# Start of Material for the task

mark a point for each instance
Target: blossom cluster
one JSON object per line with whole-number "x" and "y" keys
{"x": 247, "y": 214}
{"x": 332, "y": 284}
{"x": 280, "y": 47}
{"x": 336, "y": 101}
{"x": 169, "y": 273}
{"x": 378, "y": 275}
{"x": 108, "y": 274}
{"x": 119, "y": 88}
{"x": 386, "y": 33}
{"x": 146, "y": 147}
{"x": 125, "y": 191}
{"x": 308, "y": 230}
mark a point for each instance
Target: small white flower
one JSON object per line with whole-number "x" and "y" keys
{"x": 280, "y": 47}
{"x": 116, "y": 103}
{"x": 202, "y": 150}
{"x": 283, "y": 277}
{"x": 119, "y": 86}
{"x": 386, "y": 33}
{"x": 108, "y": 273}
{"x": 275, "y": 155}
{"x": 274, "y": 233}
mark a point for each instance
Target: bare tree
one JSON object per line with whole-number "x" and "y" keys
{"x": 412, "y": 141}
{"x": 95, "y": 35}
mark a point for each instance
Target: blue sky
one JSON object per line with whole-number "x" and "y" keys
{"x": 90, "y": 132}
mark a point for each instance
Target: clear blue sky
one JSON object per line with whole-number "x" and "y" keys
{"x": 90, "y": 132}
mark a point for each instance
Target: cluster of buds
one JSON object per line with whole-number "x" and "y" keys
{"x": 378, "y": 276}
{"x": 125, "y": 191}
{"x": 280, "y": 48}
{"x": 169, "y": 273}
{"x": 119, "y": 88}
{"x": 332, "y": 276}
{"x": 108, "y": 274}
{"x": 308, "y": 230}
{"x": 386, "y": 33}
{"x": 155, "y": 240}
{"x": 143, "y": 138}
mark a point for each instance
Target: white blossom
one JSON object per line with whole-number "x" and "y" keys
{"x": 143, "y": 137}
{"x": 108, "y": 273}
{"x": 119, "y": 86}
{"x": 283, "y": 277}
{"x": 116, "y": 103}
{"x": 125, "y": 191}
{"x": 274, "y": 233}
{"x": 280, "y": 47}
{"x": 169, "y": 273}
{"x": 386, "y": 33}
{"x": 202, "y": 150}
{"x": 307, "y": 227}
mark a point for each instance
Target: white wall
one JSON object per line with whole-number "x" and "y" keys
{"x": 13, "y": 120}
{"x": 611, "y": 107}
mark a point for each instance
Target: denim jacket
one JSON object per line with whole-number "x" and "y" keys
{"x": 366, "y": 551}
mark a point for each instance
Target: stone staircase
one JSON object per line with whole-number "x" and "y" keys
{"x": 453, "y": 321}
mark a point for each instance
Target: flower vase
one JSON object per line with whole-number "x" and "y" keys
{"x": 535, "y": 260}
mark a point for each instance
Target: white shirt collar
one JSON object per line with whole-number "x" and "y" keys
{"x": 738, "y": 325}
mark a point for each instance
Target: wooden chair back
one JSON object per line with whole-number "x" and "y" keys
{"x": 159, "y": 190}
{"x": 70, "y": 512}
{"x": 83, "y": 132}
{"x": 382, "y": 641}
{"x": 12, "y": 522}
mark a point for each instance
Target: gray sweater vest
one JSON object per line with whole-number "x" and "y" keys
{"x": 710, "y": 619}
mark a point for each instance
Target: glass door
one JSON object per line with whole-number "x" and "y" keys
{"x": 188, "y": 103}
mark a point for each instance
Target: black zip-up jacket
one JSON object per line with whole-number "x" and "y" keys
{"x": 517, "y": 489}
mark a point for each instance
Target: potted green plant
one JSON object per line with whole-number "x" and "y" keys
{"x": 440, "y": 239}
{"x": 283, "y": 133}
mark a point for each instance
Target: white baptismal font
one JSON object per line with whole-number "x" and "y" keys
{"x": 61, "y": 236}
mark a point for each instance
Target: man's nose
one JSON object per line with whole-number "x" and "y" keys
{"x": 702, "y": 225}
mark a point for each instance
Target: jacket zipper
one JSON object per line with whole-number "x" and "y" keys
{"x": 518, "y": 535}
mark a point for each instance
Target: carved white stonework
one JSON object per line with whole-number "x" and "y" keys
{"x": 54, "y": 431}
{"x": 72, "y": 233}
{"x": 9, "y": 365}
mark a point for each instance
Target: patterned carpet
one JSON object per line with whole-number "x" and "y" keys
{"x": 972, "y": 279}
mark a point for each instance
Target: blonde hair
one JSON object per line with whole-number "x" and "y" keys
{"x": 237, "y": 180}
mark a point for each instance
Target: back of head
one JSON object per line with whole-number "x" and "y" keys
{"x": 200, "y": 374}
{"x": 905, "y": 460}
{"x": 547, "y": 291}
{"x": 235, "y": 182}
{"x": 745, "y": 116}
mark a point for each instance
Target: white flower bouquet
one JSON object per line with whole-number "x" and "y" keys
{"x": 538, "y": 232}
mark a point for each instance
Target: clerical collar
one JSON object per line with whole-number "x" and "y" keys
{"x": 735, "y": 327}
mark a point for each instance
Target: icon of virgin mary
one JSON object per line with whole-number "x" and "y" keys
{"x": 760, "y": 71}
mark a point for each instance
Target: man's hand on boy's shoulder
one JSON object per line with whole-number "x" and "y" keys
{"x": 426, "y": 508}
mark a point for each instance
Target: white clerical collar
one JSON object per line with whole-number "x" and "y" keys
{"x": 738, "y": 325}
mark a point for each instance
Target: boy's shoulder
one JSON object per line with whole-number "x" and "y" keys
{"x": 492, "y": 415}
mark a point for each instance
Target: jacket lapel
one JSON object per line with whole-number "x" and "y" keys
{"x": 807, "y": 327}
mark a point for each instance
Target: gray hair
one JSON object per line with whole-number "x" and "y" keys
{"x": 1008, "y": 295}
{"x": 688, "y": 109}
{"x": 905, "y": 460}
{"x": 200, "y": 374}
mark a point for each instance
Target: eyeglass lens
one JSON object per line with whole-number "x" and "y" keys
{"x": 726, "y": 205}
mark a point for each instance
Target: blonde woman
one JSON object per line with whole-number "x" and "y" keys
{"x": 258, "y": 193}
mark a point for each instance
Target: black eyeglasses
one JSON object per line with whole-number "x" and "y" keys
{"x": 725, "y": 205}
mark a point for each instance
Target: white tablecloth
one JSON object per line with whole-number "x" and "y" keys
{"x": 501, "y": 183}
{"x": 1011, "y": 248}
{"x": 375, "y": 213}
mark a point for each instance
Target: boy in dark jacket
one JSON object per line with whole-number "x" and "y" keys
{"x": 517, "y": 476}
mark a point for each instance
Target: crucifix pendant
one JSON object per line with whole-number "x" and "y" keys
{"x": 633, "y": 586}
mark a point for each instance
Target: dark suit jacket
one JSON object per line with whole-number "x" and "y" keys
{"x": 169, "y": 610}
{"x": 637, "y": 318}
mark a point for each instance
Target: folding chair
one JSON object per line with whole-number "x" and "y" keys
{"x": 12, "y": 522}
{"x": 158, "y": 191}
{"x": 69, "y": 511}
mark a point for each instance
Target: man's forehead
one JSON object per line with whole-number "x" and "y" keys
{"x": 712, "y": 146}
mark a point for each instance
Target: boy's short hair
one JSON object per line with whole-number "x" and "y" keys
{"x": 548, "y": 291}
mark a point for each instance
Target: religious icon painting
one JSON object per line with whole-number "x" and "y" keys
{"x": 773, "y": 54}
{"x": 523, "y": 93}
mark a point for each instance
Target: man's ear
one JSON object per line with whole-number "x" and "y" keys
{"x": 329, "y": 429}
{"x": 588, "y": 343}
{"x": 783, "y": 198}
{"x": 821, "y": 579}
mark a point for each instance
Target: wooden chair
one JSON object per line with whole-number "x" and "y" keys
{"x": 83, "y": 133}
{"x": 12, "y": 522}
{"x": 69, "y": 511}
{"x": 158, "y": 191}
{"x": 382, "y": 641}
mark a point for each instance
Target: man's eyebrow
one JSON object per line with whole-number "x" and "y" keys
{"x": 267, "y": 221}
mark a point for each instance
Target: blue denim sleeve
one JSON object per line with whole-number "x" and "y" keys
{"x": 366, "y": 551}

# End of Material for the task

**Problem to work on**
Please return every line above that contains the string "collar", with case counting.

**Correct response**
Target: white shirt collar
Target: clerical collar
Target: white clerical collar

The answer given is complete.